Locate every line in the entries that contains the word "truck", matching case exactly, and copy each of those lines.

DATA SUPPLIED:
::::::::
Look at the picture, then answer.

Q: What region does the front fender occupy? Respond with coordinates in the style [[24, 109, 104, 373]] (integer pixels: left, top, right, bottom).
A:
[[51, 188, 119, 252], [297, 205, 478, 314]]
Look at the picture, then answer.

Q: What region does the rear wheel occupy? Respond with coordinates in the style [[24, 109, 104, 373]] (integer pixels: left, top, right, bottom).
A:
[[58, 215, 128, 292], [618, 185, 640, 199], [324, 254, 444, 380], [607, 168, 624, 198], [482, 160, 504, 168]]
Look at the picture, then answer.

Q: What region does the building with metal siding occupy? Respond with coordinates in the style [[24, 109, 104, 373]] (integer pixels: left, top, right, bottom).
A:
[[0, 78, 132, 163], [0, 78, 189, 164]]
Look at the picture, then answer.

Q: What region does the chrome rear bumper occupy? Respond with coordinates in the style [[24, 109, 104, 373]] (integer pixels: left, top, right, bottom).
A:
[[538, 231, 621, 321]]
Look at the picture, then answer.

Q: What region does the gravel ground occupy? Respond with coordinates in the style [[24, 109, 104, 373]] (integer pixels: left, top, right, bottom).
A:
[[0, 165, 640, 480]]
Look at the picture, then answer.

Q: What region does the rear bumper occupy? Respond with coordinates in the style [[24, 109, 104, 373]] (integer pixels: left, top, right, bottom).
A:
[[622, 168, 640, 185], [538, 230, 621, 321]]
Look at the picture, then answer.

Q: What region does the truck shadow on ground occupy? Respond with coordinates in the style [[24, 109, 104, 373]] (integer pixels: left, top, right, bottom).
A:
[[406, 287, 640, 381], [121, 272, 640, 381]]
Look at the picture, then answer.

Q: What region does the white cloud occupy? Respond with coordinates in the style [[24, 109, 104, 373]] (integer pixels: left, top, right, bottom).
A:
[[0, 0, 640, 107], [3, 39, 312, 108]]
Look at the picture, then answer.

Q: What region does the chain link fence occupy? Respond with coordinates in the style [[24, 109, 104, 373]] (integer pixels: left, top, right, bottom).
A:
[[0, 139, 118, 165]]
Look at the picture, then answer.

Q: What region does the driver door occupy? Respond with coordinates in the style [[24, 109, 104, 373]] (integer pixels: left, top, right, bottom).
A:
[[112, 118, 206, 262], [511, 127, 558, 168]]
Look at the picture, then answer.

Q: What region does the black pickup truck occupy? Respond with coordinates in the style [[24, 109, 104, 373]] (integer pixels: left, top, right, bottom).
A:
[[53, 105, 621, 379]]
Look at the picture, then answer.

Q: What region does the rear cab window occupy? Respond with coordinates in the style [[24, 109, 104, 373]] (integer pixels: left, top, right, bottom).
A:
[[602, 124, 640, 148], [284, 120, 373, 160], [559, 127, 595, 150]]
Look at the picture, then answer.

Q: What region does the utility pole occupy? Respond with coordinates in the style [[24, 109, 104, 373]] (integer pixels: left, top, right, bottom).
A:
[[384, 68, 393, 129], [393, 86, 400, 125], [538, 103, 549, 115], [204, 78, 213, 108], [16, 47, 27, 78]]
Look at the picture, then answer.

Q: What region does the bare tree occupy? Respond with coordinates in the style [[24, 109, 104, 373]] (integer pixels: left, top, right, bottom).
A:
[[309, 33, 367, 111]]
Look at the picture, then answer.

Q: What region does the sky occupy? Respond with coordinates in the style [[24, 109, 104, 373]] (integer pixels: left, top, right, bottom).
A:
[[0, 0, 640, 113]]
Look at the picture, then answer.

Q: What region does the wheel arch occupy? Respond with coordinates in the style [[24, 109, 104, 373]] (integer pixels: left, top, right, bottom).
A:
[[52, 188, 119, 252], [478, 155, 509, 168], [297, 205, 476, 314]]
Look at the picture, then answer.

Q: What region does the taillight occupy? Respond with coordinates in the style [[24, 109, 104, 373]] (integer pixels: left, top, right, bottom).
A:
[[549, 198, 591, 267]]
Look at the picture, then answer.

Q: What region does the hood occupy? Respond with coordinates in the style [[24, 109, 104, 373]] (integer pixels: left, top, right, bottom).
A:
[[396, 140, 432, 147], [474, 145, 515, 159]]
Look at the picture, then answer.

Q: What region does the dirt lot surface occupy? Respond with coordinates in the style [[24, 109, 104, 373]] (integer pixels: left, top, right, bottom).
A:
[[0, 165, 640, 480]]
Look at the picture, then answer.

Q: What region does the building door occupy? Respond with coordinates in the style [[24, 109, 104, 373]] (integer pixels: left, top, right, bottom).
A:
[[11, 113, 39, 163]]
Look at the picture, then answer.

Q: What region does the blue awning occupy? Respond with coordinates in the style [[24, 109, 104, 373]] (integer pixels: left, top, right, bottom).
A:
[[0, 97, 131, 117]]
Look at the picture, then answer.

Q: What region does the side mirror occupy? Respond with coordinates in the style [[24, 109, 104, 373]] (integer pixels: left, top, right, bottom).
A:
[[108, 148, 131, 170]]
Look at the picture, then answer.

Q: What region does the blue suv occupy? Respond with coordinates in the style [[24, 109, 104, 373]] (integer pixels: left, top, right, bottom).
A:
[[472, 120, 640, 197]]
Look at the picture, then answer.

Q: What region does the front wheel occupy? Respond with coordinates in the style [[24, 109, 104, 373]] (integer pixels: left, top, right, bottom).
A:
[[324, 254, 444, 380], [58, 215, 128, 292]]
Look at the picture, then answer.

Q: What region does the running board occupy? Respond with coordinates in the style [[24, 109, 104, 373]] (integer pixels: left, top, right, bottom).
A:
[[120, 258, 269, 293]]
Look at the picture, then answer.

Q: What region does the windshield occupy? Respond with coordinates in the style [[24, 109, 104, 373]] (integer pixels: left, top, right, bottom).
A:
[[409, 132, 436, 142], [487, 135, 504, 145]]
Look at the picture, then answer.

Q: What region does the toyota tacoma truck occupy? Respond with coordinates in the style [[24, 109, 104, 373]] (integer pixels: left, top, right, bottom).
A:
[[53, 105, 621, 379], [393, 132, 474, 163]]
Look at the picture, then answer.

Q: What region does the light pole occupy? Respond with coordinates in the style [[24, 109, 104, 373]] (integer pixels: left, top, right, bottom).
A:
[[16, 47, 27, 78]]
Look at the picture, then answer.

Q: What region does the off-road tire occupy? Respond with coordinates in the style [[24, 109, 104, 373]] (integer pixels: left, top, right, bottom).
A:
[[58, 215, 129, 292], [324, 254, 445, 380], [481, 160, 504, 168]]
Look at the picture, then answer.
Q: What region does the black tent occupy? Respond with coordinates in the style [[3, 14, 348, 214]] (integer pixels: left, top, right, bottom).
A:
::::::::
OUTPUT BELOW:
Q: What region does the truck shadow on ground occupy? Respond with coordinates in the style [[24, 109, 104, 373]] (integer pixels: left, top, right, bottom).
Q: What region does the black pickup truck occupy? Respond with coordinates in the style [[24, 109, 104, 373]] (integer pixels: left, top, right, bottom).
Q: What region does the toyota tacoma truck occupy? Respond with coordinates in the style [[24, 109, 104, 373]] (integer pixels: left, top, right, bottom).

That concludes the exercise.